**WHAT YOU HAVE TO DO:** Format a section of the items below as a JSON list of strings, with one string per line and blank lines omitted. Start at the line that contains "of the human" and continue through the last line of the items.

Collection entries:
>>>>>
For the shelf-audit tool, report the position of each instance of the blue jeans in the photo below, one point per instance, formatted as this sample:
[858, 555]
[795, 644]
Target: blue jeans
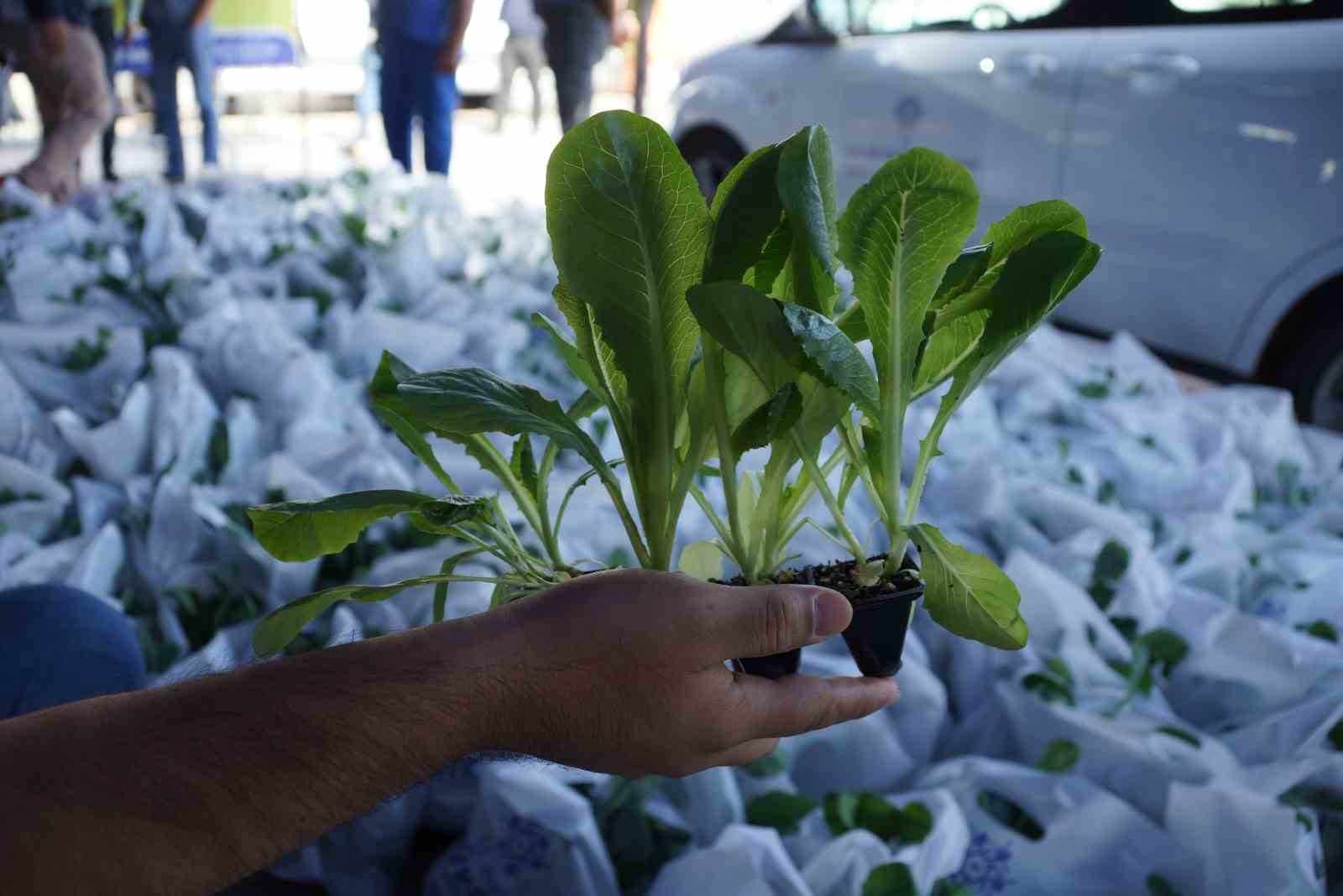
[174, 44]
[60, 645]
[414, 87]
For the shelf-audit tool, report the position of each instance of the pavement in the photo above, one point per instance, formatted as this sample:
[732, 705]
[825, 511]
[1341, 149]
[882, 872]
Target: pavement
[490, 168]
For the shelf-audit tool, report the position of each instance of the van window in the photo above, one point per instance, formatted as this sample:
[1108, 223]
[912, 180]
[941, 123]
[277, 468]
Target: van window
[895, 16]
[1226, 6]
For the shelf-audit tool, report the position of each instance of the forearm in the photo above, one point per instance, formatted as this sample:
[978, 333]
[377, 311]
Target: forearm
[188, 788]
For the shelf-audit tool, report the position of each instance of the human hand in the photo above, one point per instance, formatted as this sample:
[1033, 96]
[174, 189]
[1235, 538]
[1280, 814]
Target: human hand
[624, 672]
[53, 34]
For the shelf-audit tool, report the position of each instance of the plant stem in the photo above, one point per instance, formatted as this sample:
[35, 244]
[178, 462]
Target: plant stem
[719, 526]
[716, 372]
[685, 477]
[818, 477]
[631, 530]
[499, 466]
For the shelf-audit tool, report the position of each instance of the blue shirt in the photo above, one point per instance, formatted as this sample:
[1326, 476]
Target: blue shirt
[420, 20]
<<<<<
**COMPLETED EXERCISE:**
[
  "For the shelf-audit tool, report the position of each instance of the human hand in the photo above, one point per instance, formatted as this sample:",
  "[1033, 96]",
  "[174, 189]",
  "[1235, 538]",
  "[1280, 814]",
  "Target: human hand",
  "[624, 672]",
  "[53, 34]",
  "For the shelf-audit tool, report the position of each instance of the plant stem in the photo above, one point per instance, formatted as this sample:",
  "[35, 244]",
  "[178, 462]",
  "Target: plant stem",
  "[719, 526]",
  "[716, 372]",
  "[685, 477]",
  "[818, 477]",
  "[631, 530]",
  "[499, 466]",
  "For the shelf-audit tool, report the position of each instance of the blue shirt in the photo above, one point per instance, formatted as this sample:",
  "[1326, 476]",
  "Target: blue shirt",
  "[420, 20]"
]